Given problem: Beginning at the line that contains "# test: pointer returns one pin per instance of the mini", transcribe the remaining lines of the listing exactly; include the final line and omit everything before.

[Data section start]

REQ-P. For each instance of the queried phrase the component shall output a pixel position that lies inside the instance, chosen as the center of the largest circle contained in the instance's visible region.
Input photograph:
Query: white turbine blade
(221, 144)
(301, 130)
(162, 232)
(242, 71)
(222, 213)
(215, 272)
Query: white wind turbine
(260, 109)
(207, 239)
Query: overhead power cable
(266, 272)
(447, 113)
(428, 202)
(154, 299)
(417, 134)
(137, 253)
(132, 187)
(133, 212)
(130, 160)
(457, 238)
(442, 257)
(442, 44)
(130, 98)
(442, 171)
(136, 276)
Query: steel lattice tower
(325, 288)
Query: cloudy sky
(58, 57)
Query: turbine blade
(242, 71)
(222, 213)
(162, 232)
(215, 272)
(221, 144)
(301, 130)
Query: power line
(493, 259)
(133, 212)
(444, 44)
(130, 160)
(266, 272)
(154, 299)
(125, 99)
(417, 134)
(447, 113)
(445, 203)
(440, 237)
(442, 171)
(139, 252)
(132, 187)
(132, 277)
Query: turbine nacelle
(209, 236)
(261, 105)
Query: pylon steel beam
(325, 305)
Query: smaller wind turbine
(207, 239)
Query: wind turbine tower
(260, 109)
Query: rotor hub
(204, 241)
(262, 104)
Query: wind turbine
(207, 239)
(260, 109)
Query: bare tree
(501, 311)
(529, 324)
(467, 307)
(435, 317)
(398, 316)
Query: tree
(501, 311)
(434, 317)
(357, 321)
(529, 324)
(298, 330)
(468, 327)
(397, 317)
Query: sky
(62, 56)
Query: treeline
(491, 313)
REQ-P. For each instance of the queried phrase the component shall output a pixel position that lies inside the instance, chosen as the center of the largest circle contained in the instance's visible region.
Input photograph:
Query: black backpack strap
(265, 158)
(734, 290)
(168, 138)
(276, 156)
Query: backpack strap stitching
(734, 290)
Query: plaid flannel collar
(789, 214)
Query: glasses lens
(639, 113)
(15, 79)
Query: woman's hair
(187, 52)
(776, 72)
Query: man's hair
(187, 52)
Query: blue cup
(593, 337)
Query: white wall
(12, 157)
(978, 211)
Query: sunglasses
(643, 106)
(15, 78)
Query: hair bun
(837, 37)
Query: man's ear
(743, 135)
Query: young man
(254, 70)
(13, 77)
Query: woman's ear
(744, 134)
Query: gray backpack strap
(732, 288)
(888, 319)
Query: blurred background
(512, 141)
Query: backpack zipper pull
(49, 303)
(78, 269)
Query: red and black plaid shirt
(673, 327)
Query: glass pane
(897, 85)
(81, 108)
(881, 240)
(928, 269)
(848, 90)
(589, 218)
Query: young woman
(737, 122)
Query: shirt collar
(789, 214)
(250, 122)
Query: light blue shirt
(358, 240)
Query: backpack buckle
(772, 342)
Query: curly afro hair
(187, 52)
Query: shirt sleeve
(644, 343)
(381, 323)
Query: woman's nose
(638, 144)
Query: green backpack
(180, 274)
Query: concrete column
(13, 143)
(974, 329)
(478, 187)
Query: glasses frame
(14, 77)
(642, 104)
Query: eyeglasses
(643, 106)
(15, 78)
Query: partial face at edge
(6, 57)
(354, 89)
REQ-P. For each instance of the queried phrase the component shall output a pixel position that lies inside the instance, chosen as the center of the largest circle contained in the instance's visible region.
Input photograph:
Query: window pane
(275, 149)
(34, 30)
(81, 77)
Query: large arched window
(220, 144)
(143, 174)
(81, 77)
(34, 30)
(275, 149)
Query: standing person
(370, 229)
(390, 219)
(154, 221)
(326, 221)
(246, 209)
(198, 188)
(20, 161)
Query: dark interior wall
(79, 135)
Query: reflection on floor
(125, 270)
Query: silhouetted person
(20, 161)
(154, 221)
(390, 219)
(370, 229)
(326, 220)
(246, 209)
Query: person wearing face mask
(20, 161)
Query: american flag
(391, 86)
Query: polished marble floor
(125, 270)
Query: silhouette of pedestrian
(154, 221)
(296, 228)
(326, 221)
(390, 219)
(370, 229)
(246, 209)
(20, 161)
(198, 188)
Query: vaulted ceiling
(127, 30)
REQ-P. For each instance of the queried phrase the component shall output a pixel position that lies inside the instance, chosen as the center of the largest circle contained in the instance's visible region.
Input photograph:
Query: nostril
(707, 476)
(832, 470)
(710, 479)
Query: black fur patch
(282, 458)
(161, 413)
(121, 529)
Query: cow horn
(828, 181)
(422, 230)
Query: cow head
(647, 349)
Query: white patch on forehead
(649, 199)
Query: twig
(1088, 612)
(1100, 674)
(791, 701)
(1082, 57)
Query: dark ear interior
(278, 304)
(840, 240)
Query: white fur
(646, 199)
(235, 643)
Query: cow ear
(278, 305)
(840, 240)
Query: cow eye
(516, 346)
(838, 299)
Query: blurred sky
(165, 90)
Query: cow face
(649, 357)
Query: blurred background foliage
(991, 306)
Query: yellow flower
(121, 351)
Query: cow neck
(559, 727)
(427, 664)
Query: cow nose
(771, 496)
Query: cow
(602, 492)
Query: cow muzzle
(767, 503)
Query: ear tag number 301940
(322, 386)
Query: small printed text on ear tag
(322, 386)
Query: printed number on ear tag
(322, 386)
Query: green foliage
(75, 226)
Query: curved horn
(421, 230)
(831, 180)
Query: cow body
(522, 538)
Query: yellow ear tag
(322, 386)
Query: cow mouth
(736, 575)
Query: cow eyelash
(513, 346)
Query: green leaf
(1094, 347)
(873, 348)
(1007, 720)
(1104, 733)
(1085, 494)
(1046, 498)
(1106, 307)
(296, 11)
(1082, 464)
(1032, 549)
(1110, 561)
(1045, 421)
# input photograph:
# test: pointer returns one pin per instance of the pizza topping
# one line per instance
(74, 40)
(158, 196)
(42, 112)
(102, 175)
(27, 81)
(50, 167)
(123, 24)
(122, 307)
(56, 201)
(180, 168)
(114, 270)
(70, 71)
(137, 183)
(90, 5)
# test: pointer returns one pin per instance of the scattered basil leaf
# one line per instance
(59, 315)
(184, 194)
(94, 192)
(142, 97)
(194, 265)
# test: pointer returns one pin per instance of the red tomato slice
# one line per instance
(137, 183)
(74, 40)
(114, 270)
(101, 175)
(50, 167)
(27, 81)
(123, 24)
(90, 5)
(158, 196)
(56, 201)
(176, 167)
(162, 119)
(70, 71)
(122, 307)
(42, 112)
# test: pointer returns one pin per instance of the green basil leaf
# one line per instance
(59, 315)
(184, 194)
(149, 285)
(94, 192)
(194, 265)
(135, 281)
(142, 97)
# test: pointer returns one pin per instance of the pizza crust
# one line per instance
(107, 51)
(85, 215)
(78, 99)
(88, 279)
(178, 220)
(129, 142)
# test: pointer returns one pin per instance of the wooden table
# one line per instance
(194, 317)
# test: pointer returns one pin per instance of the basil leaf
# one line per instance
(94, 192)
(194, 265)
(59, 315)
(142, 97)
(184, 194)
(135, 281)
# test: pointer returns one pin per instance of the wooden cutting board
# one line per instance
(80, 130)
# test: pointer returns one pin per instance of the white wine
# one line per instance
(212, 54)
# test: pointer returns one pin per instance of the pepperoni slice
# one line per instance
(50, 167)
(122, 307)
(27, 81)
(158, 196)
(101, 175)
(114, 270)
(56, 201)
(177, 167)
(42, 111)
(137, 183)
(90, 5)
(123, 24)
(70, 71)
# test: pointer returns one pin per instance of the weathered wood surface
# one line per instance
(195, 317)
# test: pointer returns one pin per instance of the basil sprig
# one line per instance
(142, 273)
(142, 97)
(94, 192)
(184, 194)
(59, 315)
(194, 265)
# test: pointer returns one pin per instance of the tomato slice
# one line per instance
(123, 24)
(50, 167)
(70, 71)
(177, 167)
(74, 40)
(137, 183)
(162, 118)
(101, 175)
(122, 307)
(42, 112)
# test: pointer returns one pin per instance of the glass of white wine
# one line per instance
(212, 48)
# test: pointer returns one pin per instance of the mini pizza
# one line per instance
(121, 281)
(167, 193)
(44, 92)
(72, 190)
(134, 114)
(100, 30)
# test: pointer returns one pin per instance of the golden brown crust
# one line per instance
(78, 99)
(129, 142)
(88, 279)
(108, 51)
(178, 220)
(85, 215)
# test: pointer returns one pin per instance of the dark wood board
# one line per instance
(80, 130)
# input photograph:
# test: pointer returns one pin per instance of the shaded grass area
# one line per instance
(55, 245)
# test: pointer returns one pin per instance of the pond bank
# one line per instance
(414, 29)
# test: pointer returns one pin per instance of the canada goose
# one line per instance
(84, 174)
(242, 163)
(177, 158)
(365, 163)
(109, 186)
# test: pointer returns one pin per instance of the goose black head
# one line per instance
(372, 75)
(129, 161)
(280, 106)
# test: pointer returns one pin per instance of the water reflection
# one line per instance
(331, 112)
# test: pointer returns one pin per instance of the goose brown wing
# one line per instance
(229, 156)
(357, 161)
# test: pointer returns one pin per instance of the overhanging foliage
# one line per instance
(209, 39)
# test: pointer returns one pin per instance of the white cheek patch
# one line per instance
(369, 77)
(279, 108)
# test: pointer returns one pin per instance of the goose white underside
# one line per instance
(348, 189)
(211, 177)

[Data section end]

The answer:
# test: pointer returns one pin per instance of the mini pizza
# one line per instance
(121, 281)
(167, 193)
(44, 92)
(72, 190)
(134, 114)
(100, 30)
# test: pointer returns one pin per instance of the golden brown crust
# one line per instance
(78, 99)
(129, 142)
(88, 279)
(108, 51)
(178, 220)
(85, 215)
# test: pointer returns one pin per instance of the dark wood board
# one line per instance
(80, 130)
# input photograph:
# test: pointer returns one pin per instance of the shaded grass area
# one line per instance
(55, 245)
# test: pointer returns one pin per instance of the pond bank
# one line per instance
(414, 29)
# test: pointer returns one pin per instance of the canada goose
# one line per instance
(84, 174)
(242, 163)
(177, 158)
(365, 163)
(109, 186)
# test: pointer returns one pin per instance of the goose black head
# one line per instance
(372, 75)
(129, 161)
(280, 106)
# test: pointer returns one pin per instance of the water reflection
# one line per instance
(331, 112)
# test: pointer returns one pin per instance of the goose brown wing
# one line per instance
(229, 156)
(357, 161)
# test: pointer returns one pin per instance of the overhanging foliage
# one line per instance
(209, 39)
# test: pointer returns one pin per instance of the white cheek patch
# one line per instance
(369, 77)
(279, 108)
# test: pointer returns one pin per instance of the goose white underside
# one line per instance
(348, 189)
(211, 177)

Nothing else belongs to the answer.